» **TASKS**
**A)** According to the serial synopsis, what is the name of Milo Clancey's ship?
**B)** Edit the rows from the line that contains "TARGET: flower bud" through the line that contains "x=140, y=428", replacing "instance" with "occurrence" and leaving everything else unchanged. Return only those lines.

» **TEXT EXCERPT**
* * * * * * *
The TARDIS arrives amid raids on space beacons, where pirates blow the stations apart to steal precious argonite and vanish into the void. Caught on a drifting fragment, the Doctor, Jamie, and Zoe join forces with the eccentric prospector Milo and get pulled between the stern Space Corps and a powerful mining company with secrets of its own. The Doctor follows clues through wreckage and hidden bases, while Jamie and Zoe brave tight corridors and tense standoffs.

Due to missing episodes, most of the serial survives only in audio and stills and telesnaps, with Episode 2 the only one fully preserved.

Episode 1

In deep space, a chain of argonite navigation beacons hangs like pearls. Explosions ripple along one; pirates detach a segment and tug it away to strip the precious metal. The TARDIS lands on the next beacon moments before fresh charges are set. The Doctor, Jamie, and Zoe step into a silent service corridor as the structure shudders.

Below, General Hermack of the Space Corps and his aide Major Warne track the sabotage and fix suspicion on a notorious independent miner, Milo Clancey, whose battered ship, the LIZ 79, always seems near trouble. On the beacon, demolition cutters bite through girder joints. The Doctor notices shaped charges and understands too late: the beacon is being carved apart around them. Emergency bulkheads slam; the section with the travellers shears free and drifts, air bleeding, comms dead.

A shadow passes the porthole (pirate tugs) but they steer for richer pickings. Hermack orders patrols to seize Clancey on sight. In the drifting cell, the Doctor calculates a way to nudge their orbit with the meagre thrusters, buying time before the oxygen runs out. Jamie braces a hatch; Zoe keeps figures straight and panic down. Far off, a small, ugly freighter changes course toward them. Its pilot grumbles and tips his hat: Milo Clancey.
* * * * * * *
[Records excerpted from a collection]
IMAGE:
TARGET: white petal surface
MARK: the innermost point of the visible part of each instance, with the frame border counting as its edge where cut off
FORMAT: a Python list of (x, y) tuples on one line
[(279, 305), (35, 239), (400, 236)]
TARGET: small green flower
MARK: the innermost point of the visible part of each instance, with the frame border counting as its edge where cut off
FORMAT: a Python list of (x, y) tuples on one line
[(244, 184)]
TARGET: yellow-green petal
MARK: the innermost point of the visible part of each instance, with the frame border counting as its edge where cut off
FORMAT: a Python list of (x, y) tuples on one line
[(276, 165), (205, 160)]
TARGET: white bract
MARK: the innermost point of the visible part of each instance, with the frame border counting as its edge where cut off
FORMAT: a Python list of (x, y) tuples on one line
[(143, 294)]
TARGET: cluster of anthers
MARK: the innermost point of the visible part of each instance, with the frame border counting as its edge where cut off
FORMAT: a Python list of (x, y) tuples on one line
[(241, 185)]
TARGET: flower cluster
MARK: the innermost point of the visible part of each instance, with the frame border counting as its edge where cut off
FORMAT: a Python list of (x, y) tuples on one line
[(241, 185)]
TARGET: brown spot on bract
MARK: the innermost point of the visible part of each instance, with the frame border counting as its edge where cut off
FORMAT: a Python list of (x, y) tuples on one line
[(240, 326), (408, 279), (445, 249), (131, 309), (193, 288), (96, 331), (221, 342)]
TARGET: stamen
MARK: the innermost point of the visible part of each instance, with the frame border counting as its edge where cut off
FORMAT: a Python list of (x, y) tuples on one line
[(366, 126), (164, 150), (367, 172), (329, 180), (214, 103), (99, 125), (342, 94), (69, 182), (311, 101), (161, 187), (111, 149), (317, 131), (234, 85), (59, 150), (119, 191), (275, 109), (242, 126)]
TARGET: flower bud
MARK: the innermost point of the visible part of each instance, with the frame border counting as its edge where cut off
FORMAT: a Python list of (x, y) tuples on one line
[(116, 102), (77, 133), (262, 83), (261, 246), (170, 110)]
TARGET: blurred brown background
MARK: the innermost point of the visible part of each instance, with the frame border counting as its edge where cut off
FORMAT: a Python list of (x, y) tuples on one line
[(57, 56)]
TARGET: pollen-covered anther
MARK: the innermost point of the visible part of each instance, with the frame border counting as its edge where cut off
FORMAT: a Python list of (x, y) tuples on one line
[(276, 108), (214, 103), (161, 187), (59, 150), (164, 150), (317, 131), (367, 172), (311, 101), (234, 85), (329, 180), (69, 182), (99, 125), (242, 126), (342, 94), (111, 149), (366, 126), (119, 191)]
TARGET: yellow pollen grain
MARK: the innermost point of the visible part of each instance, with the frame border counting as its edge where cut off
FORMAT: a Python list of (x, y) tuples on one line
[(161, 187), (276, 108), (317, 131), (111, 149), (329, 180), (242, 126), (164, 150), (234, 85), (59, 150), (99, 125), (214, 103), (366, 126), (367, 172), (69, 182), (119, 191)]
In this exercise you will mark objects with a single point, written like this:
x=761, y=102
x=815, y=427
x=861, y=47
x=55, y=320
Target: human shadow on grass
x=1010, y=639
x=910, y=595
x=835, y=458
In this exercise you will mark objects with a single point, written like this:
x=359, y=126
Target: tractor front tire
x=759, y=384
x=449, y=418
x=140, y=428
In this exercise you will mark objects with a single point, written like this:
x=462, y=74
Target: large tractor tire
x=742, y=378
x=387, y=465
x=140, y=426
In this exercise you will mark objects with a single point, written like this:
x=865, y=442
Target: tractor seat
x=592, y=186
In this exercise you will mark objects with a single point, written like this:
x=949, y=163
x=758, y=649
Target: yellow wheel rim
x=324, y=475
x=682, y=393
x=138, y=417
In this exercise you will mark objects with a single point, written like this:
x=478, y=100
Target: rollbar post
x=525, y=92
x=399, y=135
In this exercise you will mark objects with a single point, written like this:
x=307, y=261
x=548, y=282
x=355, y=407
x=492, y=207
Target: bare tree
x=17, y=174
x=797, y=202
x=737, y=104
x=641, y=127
* * * * * * *
» **LIST OF SOLUTIONS**
**A)** The LIZ 79.

**B)**
TARGET: flower bud
MARK: the innermost point of the visible part of each occurrence, with the frame border counting as its edge where cut off
FORMAT: a Python list of (x, y) tuples on one line
[(116, 102), (77, 133), (262, 83), (261, 246), (170, 110)]
TARGET: blurred brown background
MARK: the innermost point of the visible part of each occurrence, with the frame border counting as its edge where cut off
FORMAT: a Python list of (x, y) tuples on one line
[(57, 56)]
TARGET: pollen-covered anther
MARK: the innermost point of the visible part of each occurrence, with the frame border counting as its edge where cut off
FORMAT: a Python list of (x, y) tuples on one line
[(276, 108), (214, 103), (161, 187), (59, 150), (164, 150), (317, 131), (367, 172), (311, 101), (234, 85), (329, 180), (69, 182), (99, 125), (242, 126), (342, 94), (111, 149), (366, 126), (119, 191)]
TARGET: yellow pollen grain
MARK: the innermost point of the visible part of each occurrence, with the frame border counting as its edge where cut off
FORMAT: a Python list of (x, y) tuples on one line
[(161, 187), (276, 108), (317, 131), (111, 149), (329, 180), (242, 126), (164, 150), (234, 85), (59, 150), (99, 125), (214, 103), (366, 126), (367, 172), (69, 182), (119, 191)]
In this exercise you will mark objects with a single point, written like this:
x=761, y=102
x=815, y=427
x=861, y=47
x=55, y=320
Target: human shadow on grass
x=1010, y=639
x=910, y=595
x=835, y=458
In this exercise you will mark objects with a single point, written like this:
x=359, y=126
Target: tractor front tire
x=759, y=384
x=449, y=418
x=140, y=428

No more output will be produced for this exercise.